[Region labeling records]
============================================================

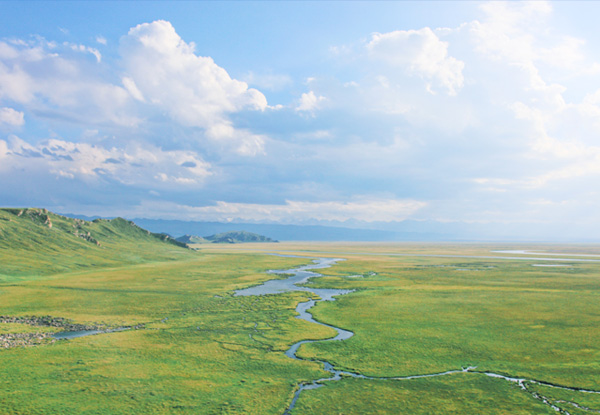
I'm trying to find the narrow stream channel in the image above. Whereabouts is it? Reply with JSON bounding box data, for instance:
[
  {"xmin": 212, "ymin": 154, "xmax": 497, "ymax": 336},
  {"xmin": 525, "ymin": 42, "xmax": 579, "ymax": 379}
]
[{"xmin": 235, "ymin": 255, "xmax": 600, "ymax": 415}]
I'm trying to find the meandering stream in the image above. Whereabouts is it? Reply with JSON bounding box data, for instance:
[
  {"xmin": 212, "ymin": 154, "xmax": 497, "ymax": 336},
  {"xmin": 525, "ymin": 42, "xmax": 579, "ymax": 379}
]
[{"xmin": 235, "ymin": 255, "xmax": 600, "ymax": 415}]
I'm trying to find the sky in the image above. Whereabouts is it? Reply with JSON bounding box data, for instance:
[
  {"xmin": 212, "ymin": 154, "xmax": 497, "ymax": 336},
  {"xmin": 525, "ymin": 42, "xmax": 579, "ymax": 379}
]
[{"xmin": 0, "ymin": 1, "xmax": 600, "ymax": 237}]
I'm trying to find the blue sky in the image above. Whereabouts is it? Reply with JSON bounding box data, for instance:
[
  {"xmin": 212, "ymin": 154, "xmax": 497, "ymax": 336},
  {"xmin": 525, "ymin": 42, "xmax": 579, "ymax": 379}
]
[{"xmin": 0, "ymin": 1, "xmax": 600, "ymax": 236}]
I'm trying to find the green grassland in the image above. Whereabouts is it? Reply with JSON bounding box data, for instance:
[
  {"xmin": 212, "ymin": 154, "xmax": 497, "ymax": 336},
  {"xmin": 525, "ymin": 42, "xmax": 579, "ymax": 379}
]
[{"xmin": 0, "ymin": 214, "xmax": 600, "ymax": 414}]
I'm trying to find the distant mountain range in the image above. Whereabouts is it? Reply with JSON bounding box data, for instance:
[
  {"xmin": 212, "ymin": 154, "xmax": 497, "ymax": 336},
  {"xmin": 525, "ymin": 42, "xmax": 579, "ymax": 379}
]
[
  {"xmin": 57, "ymin": 215, "xmax": 600, "ymax": 242},
  {"xmin": 176, "ymin": 231, "xmax": 278, "ymax": 244}
]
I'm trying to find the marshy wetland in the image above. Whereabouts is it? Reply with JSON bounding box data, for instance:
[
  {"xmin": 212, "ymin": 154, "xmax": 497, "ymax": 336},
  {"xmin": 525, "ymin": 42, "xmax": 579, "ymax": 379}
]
[{"xmin": 0, "ymin": 243, "xmax": 600, "ymax": 415}]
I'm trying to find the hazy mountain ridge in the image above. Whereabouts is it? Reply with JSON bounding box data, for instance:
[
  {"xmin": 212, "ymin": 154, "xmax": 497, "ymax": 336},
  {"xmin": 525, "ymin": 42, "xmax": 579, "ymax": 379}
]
[{"xmin": 204, "ymin": 231, "xmax": 278, "ymax": 244}]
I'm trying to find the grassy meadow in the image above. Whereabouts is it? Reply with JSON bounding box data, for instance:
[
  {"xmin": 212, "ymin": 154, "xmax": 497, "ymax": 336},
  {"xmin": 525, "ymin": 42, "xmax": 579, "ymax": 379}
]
[{"xmin": 0, "ymin": 215, "xmax": 600, "ymax": 414}]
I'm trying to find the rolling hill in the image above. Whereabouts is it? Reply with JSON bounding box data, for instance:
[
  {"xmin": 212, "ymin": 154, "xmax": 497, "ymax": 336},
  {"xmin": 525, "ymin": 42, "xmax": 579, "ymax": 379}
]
[{"xmin": 0, "ymin": 208, "xmax": 192, "ymax": 279}]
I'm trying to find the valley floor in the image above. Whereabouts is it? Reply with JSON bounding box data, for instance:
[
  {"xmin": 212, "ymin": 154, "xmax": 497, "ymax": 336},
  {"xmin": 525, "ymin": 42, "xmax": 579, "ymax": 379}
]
[{"xmin": 0, "ymin": 243, "xmax": 600, "ymax": 414}]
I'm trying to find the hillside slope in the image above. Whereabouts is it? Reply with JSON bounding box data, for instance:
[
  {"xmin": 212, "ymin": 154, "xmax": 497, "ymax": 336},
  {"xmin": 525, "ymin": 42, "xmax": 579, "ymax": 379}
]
[{"xmin": 0, "ymin": 209, "xmax": 191, "ymax": 280}]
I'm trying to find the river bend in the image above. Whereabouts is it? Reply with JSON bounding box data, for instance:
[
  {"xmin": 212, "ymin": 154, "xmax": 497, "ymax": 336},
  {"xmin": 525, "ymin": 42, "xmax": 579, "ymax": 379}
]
[{"xmin": 235, "ymin": 255, "xmax": 600, "ymax": 415}]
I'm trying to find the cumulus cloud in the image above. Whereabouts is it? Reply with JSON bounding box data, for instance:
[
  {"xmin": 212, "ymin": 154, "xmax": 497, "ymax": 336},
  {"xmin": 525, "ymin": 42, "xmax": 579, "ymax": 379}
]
[
  {"xmin": 0, "ymin": 107, "xmax": 25, "ymax": 127},
  {"xmin": 366, "ymin": 27, "xmax": 464, "ymax": 95},
  {"xmin": 296, "ymin": 91, "xmax": 325, "ymax": 112},
  {"xmin": 0, "ymin": 21, "xmax": 268, "ymax": 156},
  {"xmin": 121, "ymin": 20, "xmax": 267, "ymax": 155}
]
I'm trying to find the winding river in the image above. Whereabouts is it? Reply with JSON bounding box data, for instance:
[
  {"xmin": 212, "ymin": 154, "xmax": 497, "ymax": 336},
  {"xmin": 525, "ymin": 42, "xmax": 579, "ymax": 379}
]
[{"xmin": 235, "ymin": 255, "xmax": 600, "ymax": 415}]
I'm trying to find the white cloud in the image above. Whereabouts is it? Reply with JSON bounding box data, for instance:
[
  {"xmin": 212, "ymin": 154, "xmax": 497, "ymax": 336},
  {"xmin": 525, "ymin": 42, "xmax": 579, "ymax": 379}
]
[
  {"xmin": 243, "ymin": 72, "xmax": 293, "ymax": 91},
  {"xmin": 366, "ymin": 27, "xmax": 464, "ymax": 95},
  {"xmin": 0, "ymin": 136, "xmax": 212, "ymax": 187},
  {"xmin": 0, "ymin": 107, "xmax": 25, "ymax": 127},
  {"xmin": 121, "ymin": 20, "xmax": 267, "ymax": 128},
  {"xmin": 0, "ymin": 39, "xmax": 139, "ymax": 126},
  {"xmin": 142, "ymin": 197, "xmax": 427, "ymax": 223},
  {"xmin": 121, "ymin": 20, "xmax": 267, "ymax": 156},
  {"xmin": 296, "ymin": 91, "xmax": 326, "ymax": 112}
]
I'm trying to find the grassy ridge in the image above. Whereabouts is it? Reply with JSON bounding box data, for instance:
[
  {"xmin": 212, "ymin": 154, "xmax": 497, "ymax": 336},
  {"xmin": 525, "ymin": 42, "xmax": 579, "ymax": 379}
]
[{"xmin": 0, "ymin": 209, "xmax": 190, "ymax": 281}]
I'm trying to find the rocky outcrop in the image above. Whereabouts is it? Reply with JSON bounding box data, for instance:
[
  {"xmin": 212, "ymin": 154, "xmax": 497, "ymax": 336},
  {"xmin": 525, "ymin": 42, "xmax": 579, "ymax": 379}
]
[
  {"xmin": 0, "ymin": 316, "xmax": 107, "ymax": 331},
  {"xmin": 0, "ymin": 333, "xmax": 56, "ymax": 349}
]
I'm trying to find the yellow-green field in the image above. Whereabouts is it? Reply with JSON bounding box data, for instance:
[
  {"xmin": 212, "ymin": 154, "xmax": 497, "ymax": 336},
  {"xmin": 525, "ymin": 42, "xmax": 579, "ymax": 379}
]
[{"xmin": 0, "ymin": 243, "xmax": 600, "ymax": 414}]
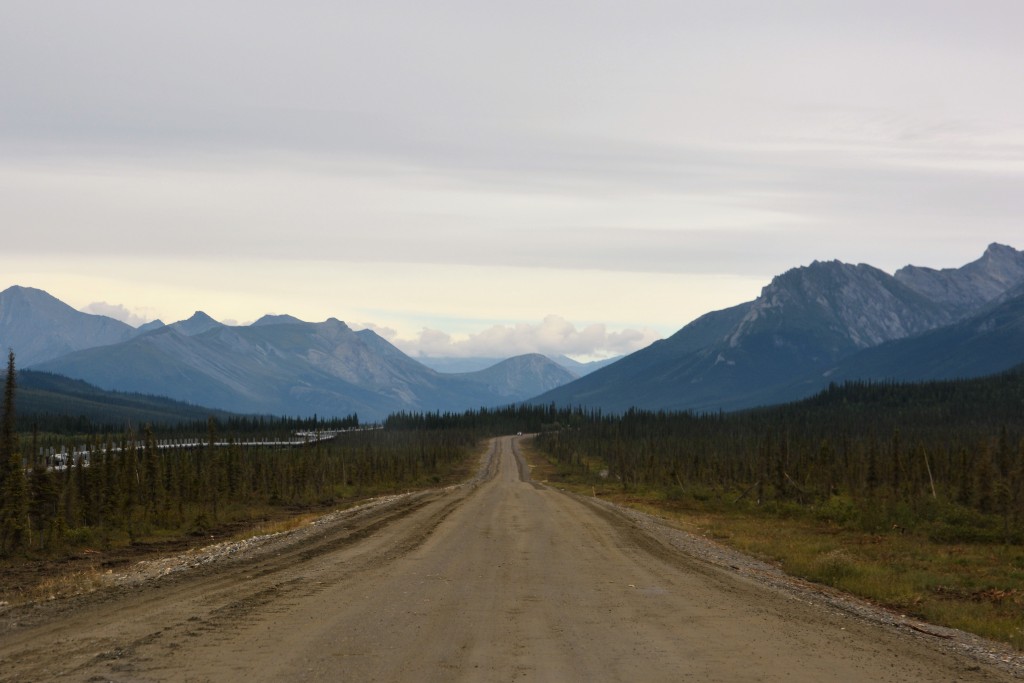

============================================================

### What is expected
Pick out every line in the items above that contains the word "stream" and copy each of those lines. Letter case matters.

### Response to the exercise
I'm trying to find the narrow stream channel in the image above. Whereabouts is it? Reply with JSON bounding box data, for instance:
I'm trying to find the meandering stream in the image above. Whereabouts is it? Reply with JSON bounding box data, for instance:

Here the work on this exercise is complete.